- **DATA FOR ANALYSIS**
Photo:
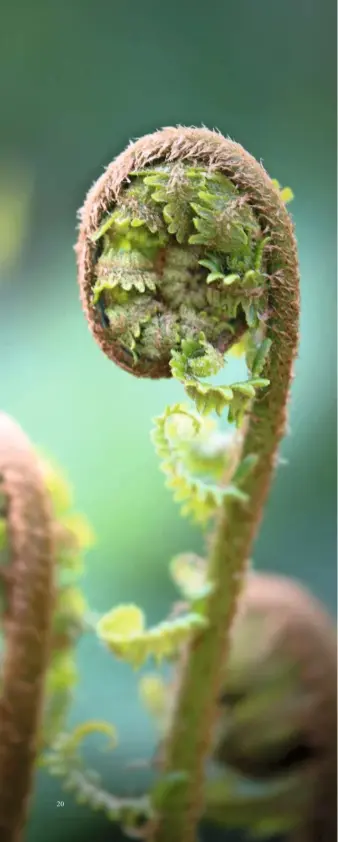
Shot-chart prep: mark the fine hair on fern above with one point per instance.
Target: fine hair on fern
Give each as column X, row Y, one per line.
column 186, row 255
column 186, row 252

* * *

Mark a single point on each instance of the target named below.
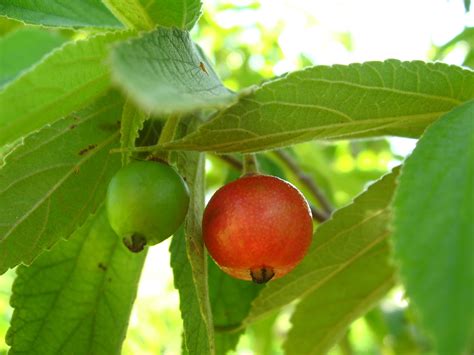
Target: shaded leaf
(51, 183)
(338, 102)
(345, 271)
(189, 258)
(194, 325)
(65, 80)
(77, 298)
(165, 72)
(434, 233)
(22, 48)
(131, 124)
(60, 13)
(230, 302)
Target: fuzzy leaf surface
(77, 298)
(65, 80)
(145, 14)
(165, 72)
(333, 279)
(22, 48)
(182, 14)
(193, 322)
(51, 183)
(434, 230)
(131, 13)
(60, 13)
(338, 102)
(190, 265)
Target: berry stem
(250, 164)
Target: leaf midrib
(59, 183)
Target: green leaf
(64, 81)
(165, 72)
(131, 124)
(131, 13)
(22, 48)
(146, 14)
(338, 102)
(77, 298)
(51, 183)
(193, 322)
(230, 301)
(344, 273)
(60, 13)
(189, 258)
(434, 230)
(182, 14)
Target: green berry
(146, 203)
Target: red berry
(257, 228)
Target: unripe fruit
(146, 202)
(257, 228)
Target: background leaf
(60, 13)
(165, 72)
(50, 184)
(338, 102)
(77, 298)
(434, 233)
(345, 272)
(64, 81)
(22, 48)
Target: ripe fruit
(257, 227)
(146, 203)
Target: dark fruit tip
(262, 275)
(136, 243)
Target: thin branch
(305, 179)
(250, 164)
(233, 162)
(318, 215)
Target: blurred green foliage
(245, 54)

- **BRIEF**
Tally every line of the entries that contains the word "instance", and respond with that number only.

- **ANSWER SPACE**
2